Rewrite the lines from the one containing "Trace the outline of every instance of the **straw" through the one containing "[[[143,290],[94,343],[120,397],[230,385],[238,327]]]", substituting "corner points" for "vertices" and keeping every other character unchanged.

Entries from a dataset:
---

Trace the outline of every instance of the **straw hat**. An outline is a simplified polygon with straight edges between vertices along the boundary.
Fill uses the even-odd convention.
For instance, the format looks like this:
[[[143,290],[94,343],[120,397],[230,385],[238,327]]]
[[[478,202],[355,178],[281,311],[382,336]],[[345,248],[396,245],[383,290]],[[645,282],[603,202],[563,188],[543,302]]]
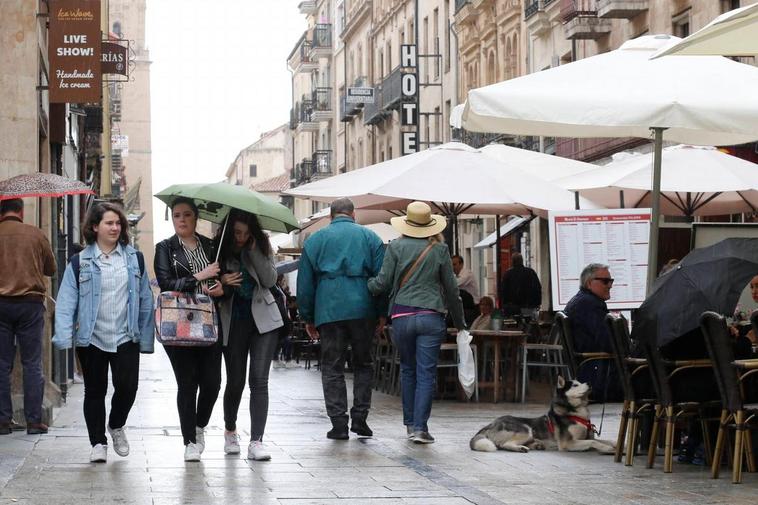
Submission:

---

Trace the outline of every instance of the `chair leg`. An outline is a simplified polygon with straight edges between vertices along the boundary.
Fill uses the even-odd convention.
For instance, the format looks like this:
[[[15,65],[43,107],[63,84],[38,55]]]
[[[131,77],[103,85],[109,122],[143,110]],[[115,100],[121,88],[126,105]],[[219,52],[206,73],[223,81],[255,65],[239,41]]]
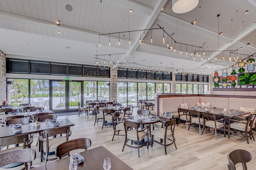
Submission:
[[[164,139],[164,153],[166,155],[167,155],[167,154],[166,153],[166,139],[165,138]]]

---

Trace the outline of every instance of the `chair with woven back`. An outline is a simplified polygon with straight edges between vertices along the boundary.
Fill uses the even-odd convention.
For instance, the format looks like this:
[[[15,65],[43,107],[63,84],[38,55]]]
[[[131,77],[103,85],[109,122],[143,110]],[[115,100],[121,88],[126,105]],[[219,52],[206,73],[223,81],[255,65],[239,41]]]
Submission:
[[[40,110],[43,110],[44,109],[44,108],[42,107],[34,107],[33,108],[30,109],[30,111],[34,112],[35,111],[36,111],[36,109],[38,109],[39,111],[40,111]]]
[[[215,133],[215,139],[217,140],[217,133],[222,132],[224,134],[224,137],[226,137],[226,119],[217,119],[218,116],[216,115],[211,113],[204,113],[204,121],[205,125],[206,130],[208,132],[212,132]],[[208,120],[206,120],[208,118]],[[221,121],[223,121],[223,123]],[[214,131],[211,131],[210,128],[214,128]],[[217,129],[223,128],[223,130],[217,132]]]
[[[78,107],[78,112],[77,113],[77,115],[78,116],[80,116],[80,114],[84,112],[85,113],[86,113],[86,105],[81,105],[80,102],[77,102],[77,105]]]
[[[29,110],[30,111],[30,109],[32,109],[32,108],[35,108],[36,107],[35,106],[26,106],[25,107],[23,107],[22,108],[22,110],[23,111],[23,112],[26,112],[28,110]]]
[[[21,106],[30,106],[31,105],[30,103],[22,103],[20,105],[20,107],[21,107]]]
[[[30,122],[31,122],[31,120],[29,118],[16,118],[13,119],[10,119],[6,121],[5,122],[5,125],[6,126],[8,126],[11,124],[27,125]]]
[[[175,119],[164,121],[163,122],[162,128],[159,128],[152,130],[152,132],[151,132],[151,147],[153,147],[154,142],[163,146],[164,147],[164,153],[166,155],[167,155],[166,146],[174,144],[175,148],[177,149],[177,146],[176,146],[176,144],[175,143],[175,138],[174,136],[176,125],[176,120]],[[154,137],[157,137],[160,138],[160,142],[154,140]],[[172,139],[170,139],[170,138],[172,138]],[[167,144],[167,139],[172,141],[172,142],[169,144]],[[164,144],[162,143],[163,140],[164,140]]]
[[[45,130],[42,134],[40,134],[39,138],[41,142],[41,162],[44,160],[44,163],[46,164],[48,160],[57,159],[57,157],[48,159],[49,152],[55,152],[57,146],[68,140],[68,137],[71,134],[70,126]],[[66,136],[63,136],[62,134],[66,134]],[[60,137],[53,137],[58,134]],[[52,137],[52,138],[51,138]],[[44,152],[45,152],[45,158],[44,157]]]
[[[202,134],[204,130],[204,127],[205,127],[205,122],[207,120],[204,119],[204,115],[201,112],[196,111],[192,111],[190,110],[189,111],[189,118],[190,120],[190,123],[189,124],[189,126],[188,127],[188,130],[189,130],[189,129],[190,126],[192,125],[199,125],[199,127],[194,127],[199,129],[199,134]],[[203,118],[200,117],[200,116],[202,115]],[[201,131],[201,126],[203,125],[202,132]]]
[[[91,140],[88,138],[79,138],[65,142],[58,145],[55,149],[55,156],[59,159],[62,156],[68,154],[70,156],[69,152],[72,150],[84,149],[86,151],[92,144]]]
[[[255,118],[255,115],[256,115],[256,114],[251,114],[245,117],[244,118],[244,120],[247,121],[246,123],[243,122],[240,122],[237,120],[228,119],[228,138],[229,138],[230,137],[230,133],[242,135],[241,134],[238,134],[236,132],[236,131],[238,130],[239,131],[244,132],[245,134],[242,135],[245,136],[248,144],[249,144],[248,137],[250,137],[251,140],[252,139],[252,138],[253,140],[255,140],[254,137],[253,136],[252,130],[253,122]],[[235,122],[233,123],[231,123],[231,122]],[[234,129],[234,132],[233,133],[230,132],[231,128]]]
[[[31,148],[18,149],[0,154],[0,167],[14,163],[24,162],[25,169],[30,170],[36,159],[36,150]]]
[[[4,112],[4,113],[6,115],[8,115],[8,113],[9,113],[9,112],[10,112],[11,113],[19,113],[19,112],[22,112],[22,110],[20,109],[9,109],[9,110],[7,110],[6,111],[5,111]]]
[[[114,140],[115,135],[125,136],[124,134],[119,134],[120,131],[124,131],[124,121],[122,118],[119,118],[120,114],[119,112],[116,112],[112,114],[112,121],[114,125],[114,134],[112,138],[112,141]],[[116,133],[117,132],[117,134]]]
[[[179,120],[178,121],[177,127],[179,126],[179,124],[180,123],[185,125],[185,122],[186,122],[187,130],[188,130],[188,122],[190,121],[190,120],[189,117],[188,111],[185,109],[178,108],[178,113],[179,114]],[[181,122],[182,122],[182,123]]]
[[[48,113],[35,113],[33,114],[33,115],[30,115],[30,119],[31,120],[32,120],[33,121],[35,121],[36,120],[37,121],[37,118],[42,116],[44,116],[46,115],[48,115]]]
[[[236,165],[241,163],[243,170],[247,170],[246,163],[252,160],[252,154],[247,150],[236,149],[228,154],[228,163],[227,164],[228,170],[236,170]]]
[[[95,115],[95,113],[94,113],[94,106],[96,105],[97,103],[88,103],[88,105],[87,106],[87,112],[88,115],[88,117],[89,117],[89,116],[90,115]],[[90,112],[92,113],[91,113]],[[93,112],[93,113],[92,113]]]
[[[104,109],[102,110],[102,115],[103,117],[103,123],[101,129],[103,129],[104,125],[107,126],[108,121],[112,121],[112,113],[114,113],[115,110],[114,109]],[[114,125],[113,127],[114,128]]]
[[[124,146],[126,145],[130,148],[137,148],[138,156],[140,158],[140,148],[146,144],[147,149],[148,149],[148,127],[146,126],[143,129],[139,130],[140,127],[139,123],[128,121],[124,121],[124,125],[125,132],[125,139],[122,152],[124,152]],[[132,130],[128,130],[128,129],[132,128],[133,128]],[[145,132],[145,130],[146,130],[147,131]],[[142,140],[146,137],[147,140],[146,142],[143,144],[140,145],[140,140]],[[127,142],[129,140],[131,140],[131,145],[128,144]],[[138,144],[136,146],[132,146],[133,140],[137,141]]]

---

Answer to the problem:
Trace the outline of every instance of the **straw hat**. An outline is a simplified polygon with straight edges between corner points along the boundary.
Fill uses the even-odd convention.
For instance, the format looks like this:
[[[143,290],[94,343],[120,397],[230,385],[238,327]]]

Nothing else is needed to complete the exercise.